=== Section Start ===

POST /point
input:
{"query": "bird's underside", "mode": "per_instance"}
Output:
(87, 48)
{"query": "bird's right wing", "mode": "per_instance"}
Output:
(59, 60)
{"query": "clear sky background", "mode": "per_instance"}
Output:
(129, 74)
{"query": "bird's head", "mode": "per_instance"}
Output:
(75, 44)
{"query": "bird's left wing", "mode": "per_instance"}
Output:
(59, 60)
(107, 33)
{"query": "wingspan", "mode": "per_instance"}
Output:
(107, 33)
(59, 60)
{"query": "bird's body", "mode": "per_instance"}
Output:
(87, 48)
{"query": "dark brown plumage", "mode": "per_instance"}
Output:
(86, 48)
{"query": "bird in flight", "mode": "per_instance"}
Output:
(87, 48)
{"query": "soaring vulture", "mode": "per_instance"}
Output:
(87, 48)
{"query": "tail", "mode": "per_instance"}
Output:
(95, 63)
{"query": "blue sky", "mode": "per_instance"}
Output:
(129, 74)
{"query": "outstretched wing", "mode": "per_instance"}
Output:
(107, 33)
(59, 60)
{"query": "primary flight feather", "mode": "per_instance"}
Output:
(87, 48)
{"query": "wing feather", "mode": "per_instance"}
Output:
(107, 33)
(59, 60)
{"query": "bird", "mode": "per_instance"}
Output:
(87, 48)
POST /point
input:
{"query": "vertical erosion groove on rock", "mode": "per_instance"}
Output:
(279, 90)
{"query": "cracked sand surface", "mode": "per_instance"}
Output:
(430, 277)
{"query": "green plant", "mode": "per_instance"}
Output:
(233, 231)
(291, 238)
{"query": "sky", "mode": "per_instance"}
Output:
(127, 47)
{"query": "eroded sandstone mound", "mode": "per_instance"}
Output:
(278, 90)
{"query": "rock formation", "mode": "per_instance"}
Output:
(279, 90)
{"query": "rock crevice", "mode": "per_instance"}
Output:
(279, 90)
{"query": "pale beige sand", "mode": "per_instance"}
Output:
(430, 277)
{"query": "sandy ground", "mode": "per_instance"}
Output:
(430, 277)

=== Section End ===

The task »
Produce the whole listing again, exactly as it reads above.

Response for this exercise »
POST /point
input:
{"query": "bird's underside", "mode": "per_instance"}
Output:
(87, 48)
{"query": "bird's right wing", "mode": "per_instance"}
Output:
(59, 60)
{"query": "clear sky background", "mode": "per_instance"}
Output:
(129, 74)
{"query": "bird's head", "mode": "per_instance"}
Output:
(75, 44)
{"query": "bird's left wing", "mode": "per_instance"}
Output:
(59, 60)
(107, 33)
{"query": "wingspan", "mode": "per_instance"}
Output:
(107, 33)
(59, 60)
{"query": "bird's body", "mode": "per_instance"}
Output:
(87, 48)
{"query": "dark brown plumage", "mode": "per_instance"}
Output:
(86, 48)
{"query": "bird in flight", "mode": "per_instance"}
Output:
(87, 48)
{"query": "soaring vulture", "mode": "per_instance"}
Output:
(87, 48)
{"query": "tail", "mode": "per_instance"}
Output:
(95, 63)
{"query": "blue sky", "mode": "per_instance"}
Output:
(129, 74)
{"query": "outstretched wing", "mode": "per_instance"}
Output:
(107, 33)
(59, 60)
{"query": "primary flight feather", "mode": "per_instance"}
Output:
(87, 48)
{"query": "wing feather", "mode": "per_instance"}
Output:
(107, 33)
(59, 60)
{"query": "bird", "mode": "per_instance"}
Output:
(87, 48)
POST /point
input:
{"query": "vertical erosion groove on rock", "mode": "per_instance"}
Output:
(279, 90)
{"query": "cracked sand surface", "mode": "per_instance"}
Output:
(430, 277)
{"query": "green plant", "mode": "per_instance"}
Output:
(233, 231)
(291, 238)
{"query": "sky", "mode": "per_instance"}
Output:
(127, 47)
{"query": "eroded sandstone mound", "mode": "per_instance"}
Output:
(278, 90)
{"query": "rock formation", "mode": "per_instance"}
Output:
(279, 90)
{"query": "rock crevice", "mode": "per_instance"}
Output:
(279, 90)
{"query": "pale beige sand", "mode": "per_instance"}
Output:
(430, 277)
{"query": "sandy ground", "mode": "per_instance"}
Output:
(430, 277)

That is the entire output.